__設問__
ダインバーントの項について、次の問いに答えてください。
(a) ダインバーントは何の四人娘の一人か。
(b) これの種族名として適用されることがある名は何か。
(c) その人型の姿が度々確認されている場所を三つ挙げよ。

__本文抜粋__
「タ」行の巻
ダインバーント;
ロデロンの薔薇園の四人娘の一人。一応、最年長の姉ということになっているらしい。グリム・ガスタムは、これの種族名として適用されることがある。その人型の姿は離宮内や赤の城、後宮内でも度々確認されているが、誰も不思議には思わないらしい。文字通り第一級の貴婦人の姿であり犯しがたい気品に満ちている。が、時々見せる茶目っ気がひどく人間臭い味付けをもたらしているのも事実である。

(座標注釈エントリ)
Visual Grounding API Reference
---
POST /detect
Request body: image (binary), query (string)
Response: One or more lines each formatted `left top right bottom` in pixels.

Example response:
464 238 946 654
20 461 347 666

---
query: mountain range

__解答__
(a) ロデロンの薔薇園
(b) グリム・ガスタム
(c) 離宮内、赤の城、後宮内